#### 本文抜粋 ####

【特別収録】 慶応義塾大学文学部設置総合教育教育科目 「愛とセクシュアリティ」(2008年6月3日)
笙野頼子
雨の中をみなさんどうもありがとう。今日は千葉の佐倉からなんですけれども、わざわざどうして、慶早戦でやめになるかもしれないのに、家から2時間くらいかかるこの午前中の教室に来てしまったかと言うと、それは私がこの大学の方達をとても好きで、慶麿大学の学生さんや関係者の方に対して友愛を示したいといつも思っているというのに、それをはばまれ、誤解されるような「事件」が起きてしまったからなんですね。つまり無理してでもここに来なくてはしょうがないような、やむをえない事情に追い込まれたのです。でもそれは最後に申し上げて、今はこの講座の主要なテーマ愛についてお話したいと思います。まあでも今日は弱い分野ですね(笑)私にとって。

#### 保存された記録 ####

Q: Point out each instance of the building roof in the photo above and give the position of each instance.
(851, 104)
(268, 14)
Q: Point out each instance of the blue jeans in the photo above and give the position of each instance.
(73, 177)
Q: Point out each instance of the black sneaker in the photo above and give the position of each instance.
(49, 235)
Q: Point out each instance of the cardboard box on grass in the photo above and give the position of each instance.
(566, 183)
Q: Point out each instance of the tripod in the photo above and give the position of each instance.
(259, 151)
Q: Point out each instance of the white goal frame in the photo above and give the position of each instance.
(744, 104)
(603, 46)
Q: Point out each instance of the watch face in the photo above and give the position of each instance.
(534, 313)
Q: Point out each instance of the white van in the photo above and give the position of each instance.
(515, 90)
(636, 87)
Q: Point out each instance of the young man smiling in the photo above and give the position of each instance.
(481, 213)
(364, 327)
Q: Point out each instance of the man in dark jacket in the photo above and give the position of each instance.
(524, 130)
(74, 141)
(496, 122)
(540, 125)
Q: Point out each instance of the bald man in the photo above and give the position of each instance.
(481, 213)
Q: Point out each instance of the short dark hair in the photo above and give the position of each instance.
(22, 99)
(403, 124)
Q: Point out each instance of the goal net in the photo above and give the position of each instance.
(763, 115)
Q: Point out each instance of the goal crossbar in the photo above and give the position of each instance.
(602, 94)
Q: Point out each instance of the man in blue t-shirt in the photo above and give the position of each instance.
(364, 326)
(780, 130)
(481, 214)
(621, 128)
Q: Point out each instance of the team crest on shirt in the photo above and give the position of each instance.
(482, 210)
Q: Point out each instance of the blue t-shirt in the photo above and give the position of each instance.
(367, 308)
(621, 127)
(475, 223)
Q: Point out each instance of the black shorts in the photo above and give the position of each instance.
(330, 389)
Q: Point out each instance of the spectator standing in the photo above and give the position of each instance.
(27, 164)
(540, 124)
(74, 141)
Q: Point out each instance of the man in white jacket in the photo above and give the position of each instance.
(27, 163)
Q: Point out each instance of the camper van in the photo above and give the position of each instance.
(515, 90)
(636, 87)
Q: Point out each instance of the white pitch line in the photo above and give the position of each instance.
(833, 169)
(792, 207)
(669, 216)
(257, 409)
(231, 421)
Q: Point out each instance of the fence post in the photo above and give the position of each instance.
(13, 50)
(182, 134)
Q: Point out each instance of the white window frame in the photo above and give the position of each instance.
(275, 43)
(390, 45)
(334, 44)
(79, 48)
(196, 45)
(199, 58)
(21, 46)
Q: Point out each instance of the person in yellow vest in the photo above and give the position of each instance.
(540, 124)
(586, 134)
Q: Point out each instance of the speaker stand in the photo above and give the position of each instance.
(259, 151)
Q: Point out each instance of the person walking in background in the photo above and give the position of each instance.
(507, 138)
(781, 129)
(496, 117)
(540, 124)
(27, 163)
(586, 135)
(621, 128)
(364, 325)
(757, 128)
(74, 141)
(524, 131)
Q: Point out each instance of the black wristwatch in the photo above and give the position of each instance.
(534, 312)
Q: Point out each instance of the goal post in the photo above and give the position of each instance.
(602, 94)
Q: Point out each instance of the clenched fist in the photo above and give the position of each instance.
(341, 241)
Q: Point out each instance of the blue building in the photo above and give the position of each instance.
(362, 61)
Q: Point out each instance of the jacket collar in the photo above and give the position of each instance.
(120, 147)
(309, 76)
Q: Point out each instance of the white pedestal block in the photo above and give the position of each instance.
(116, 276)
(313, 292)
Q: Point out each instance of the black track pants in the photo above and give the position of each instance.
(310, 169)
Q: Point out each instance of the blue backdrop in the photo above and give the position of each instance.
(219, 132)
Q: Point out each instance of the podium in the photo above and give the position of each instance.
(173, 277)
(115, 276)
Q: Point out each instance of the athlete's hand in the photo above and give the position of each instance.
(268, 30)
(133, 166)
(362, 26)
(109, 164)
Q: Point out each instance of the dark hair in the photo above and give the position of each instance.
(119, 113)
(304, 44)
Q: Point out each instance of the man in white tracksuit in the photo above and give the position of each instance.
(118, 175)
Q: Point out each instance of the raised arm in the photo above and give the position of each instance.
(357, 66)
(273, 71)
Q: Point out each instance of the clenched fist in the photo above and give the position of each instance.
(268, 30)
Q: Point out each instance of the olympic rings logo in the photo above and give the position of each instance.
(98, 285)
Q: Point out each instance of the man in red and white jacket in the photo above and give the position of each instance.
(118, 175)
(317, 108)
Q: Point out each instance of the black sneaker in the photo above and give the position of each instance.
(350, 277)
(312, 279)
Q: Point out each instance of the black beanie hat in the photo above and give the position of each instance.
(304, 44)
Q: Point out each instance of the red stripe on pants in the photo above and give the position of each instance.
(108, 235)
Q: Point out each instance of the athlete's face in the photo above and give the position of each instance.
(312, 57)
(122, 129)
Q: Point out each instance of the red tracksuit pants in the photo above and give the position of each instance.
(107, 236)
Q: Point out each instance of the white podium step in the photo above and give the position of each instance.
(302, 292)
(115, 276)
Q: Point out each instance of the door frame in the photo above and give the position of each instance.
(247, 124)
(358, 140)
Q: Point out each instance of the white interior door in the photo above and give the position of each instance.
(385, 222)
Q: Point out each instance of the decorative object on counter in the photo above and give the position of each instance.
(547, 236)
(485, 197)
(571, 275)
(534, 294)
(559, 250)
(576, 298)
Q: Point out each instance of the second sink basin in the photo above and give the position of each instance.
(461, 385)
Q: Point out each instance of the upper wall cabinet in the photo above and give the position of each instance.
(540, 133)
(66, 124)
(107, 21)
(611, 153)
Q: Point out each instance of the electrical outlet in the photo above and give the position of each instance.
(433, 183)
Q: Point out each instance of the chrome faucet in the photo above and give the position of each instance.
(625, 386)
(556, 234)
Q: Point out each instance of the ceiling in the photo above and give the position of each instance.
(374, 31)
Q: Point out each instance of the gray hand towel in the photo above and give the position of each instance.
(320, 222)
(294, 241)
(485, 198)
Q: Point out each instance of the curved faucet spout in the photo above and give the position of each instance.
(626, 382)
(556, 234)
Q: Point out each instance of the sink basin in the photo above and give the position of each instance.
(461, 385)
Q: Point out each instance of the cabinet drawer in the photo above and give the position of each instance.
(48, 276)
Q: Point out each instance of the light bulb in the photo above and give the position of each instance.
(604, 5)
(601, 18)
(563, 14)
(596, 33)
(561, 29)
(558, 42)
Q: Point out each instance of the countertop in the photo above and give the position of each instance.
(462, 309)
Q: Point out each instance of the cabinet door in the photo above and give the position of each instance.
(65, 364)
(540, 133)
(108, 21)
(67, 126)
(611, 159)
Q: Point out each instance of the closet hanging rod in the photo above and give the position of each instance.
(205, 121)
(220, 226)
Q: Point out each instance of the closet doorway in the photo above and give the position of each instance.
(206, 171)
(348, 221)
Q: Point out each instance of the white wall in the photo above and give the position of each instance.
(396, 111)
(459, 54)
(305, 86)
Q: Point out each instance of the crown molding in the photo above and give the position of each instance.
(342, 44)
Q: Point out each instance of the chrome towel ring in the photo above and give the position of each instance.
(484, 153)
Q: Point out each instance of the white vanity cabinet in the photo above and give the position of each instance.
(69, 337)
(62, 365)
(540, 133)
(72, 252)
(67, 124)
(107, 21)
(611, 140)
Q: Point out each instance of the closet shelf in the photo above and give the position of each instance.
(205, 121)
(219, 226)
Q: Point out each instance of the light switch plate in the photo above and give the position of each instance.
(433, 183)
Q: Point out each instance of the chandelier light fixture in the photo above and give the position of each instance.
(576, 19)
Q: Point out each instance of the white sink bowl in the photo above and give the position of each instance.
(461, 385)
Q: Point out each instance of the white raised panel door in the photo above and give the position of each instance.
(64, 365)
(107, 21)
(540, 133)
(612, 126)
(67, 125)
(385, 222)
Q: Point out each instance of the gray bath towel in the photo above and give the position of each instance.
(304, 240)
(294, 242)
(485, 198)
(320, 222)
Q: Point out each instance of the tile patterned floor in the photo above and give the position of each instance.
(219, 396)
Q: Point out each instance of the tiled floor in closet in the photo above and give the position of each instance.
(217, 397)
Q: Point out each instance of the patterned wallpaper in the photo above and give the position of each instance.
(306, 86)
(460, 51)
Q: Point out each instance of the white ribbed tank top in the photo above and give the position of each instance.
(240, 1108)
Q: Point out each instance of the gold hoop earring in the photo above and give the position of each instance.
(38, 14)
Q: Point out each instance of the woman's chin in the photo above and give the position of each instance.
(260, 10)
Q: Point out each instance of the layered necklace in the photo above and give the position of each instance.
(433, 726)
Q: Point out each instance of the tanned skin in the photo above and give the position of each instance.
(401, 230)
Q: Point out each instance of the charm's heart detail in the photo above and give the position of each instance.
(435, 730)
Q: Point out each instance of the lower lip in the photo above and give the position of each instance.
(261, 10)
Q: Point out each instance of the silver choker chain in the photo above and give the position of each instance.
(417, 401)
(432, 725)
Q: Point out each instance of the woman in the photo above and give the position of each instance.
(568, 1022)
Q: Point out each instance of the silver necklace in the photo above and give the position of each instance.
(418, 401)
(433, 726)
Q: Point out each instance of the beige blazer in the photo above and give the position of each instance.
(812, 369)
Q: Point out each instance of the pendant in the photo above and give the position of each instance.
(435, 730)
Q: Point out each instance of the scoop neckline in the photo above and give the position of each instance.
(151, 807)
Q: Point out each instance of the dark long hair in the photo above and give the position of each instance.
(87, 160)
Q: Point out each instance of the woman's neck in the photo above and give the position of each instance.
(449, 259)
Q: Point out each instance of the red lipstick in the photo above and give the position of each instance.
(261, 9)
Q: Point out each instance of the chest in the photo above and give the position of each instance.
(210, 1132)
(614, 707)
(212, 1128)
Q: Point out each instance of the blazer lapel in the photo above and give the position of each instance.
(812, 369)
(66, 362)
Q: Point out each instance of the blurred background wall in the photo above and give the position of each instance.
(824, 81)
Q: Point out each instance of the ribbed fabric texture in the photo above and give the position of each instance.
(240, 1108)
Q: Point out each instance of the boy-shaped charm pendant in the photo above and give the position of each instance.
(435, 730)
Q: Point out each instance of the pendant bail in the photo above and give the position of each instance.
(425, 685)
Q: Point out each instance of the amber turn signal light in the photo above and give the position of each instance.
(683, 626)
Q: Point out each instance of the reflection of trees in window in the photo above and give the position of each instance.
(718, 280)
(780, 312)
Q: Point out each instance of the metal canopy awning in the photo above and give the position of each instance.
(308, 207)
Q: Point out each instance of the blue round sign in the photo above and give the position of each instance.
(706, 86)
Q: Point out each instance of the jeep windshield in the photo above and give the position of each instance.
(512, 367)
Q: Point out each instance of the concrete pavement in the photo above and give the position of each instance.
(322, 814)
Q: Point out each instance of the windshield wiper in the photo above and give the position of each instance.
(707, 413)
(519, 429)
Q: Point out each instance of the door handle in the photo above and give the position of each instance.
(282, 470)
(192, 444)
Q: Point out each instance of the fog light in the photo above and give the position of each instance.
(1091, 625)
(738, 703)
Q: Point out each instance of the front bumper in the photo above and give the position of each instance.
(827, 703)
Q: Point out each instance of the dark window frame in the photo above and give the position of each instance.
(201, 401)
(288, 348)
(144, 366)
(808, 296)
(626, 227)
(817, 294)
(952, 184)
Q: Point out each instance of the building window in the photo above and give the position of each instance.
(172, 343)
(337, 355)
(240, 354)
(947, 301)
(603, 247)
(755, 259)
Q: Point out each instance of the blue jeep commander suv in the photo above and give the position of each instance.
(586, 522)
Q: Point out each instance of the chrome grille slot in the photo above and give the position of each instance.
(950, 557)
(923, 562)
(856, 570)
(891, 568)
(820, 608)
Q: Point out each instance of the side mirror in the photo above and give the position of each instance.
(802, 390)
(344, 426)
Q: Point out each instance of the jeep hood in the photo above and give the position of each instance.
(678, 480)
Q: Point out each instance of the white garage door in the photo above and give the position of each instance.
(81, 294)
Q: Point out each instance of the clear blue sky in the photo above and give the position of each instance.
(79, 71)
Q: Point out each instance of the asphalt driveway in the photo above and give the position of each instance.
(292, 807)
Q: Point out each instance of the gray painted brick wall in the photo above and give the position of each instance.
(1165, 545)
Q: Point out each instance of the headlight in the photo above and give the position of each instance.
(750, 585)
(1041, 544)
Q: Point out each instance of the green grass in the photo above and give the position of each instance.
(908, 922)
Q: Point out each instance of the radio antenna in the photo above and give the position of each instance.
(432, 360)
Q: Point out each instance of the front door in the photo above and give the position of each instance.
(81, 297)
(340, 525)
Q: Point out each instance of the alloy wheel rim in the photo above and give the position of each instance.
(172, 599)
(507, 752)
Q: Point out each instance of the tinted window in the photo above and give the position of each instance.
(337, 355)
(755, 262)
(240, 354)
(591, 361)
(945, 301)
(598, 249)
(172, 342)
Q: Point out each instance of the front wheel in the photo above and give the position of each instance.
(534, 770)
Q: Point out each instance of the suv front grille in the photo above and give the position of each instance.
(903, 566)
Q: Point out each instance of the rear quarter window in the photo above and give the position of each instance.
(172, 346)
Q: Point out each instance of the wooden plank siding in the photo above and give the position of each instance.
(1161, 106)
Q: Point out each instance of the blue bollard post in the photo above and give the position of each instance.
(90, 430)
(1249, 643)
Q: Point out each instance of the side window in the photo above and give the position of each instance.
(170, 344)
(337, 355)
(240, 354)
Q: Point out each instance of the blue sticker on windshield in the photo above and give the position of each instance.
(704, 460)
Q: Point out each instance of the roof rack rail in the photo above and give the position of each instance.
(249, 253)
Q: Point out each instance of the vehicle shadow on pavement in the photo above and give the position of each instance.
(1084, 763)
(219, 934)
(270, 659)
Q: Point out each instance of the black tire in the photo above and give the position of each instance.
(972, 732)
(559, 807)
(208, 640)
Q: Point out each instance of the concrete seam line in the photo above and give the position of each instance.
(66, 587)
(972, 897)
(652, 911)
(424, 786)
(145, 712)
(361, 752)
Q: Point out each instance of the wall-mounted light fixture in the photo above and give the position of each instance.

####

▸ **課題内容**
講義録について答えてください。
1. 講義が行われた日付はいつですか。
2. 話し手はこの日どこから来たと述べていますか。
3. 家から教室までどれくらいかかると述べていますか。

▸ **課題への解答**
1. 2008年6月3日
2. 千葉の佐倉
3. 2時間くらい